Written problem. Write out the lines from the line containing "Identify one point per instance of the hand" through the final line of the listing below, exactly, omitting every other line.

Given entries.
-=-=-=-=-

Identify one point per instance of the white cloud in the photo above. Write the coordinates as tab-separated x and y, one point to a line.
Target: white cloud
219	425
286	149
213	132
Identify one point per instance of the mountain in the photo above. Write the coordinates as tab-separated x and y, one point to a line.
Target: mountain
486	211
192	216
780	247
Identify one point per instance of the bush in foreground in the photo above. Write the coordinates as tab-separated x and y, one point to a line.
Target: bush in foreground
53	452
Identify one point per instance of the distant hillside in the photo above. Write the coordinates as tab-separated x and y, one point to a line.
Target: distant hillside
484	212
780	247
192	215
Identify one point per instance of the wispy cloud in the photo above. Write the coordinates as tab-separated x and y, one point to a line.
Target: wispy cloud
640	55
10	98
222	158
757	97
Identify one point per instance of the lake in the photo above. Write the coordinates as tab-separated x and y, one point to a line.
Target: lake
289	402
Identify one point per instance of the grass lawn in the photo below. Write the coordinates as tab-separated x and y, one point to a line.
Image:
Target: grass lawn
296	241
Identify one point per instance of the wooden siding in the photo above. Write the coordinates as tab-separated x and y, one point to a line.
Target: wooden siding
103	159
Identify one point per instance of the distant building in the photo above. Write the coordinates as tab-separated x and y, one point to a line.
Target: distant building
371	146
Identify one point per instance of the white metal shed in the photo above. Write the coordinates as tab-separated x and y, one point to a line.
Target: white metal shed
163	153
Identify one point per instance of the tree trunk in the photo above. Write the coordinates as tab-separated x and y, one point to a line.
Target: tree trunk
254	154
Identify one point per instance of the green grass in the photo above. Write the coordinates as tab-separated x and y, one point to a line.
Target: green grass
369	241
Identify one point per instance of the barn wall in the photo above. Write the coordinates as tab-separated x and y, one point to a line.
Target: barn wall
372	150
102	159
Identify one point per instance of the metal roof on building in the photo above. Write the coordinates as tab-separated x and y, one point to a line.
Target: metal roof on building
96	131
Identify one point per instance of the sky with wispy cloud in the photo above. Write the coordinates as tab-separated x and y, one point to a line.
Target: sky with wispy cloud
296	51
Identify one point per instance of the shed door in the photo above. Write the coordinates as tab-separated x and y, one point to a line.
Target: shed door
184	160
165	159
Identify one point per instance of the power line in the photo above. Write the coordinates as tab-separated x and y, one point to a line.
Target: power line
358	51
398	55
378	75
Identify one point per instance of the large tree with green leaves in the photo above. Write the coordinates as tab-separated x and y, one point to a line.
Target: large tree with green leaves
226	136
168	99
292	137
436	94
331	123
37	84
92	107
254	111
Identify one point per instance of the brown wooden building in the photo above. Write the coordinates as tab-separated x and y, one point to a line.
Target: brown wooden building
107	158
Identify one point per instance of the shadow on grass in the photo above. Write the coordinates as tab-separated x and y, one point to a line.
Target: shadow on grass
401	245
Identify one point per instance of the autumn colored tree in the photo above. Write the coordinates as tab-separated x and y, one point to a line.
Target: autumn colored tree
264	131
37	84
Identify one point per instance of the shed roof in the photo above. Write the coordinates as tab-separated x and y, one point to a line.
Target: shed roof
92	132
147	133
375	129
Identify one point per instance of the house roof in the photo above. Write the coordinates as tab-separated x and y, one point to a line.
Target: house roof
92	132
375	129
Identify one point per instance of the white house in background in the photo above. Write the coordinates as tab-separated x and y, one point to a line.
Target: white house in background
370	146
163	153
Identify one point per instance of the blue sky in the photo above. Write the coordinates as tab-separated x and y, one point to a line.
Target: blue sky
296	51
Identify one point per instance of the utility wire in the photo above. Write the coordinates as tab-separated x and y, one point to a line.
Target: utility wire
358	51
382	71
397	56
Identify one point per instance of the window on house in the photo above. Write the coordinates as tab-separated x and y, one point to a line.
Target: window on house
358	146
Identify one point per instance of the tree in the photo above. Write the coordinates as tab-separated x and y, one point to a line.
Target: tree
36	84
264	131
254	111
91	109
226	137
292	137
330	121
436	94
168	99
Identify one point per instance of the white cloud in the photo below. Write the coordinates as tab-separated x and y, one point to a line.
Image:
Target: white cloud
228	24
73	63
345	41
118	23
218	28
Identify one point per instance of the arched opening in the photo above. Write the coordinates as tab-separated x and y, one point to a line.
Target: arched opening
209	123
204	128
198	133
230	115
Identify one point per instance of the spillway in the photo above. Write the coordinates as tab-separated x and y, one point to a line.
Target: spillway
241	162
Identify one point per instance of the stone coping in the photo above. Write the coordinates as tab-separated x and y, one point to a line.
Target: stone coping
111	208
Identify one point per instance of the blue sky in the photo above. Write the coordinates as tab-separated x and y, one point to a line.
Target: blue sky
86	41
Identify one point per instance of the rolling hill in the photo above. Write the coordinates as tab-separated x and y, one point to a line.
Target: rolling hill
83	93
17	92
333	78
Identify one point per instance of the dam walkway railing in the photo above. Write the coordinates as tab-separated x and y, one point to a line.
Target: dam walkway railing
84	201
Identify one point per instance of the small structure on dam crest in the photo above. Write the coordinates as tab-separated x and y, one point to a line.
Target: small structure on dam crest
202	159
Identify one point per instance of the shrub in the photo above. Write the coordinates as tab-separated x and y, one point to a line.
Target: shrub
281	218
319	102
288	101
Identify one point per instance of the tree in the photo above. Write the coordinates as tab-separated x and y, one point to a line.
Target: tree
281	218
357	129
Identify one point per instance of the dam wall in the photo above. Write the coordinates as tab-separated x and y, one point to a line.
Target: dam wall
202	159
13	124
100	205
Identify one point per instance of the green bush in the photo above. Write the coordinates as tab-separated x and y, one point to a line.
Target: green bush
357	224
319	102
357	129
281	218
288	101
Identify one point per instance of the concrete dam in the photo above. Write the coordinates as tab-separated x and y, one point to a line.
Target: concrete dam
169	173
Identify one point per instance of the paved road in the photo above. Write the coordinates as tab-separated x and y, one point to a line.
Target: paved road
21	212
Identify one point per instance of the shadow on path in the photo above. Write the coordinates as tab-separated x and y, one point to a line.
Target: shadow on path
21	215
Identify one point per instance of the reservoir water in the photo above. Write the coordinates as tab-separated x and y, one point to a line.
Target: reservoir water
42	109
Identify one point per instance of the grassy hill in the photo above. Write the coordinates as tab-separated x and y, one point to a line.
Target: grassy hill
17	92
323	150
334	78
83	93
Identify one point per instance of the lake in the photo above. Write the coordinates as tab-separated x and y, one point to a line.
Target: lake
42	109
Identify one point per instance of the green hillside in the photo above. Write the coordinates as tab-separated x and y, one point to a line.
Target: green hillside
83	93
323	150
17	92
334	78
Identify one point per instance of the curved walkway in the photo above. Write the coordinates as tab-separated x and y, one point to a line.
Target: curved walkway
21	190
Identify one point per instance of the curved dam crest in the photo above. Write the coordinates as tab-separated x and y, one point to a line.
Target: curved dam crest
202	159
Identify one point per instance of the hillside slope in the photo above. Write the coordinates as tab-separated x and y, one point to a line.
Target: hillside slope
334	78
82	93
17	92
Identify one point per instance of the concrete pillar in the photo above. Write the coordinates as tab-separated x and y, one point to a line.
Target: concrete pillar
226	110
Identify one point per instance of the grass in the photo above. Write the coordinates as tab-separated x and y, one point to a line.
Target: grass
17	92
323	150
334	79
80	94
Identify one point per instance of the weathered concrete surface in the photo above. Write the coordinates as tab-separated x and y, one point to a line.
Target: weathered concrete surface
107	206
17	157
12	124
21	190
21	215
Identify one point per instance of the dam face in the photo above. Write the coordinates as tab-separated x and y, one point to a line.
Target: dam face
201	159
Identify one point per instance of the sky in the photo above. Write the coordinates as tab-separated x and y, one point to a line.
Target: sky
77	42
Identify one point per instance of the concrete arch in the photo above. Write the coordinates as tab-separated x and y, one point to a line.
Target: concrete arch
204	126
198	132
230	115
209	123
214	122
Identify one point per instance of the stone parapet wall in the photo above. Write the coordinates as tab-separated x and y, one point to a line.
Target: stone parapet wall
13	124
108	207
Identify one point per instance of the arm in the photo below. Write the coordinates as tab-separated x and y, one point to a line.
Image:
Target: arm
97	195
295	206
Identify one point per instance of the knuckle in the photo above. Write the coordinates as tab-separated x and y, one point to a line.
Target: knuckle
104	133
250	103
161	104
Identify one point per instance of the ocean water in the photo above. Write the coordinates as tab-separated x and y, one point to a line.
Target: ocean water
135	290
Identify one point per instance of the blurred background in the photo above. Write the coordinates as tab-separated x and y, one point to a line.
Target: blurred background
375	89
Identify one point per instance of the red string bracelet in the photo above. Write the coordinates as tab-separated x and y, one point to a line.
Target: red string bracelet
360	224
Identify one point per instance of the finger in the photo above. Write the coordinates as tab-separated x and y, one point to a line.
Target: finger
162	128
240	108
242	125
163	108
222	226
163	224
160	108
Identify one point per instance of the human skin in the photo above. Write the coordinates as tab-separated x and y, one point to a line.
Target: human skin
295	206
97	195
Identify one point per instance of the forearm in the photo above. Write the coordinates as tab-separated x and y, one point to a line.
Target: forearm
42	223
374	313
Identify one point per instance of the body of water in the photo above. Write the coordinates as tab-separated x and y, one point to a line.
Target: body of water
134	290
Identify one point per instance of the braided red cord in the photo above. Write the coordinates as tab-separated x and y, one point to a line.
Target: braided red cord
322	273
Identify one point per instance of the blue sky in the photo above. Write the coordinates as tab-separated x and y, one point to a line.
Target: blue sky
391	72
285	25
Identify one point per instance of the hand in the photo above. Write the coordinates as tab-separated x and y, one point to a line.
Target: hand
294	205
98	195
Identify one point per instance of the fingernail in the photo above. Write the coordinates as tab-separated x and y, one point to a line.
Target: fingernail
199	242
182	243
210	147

-=-=-=-=-

Correct result.
Identify one point per instance of the hand in the photo above. Write the coordinates as tab-separated x and y, one point to a line.
Target: hand
294	205
98	195
Identify one point per instance of the fingernail in the photo above. Write the coordinates as tab-separated x and y, one point to a line.
Target: fingernail
199	242
182	243
210	147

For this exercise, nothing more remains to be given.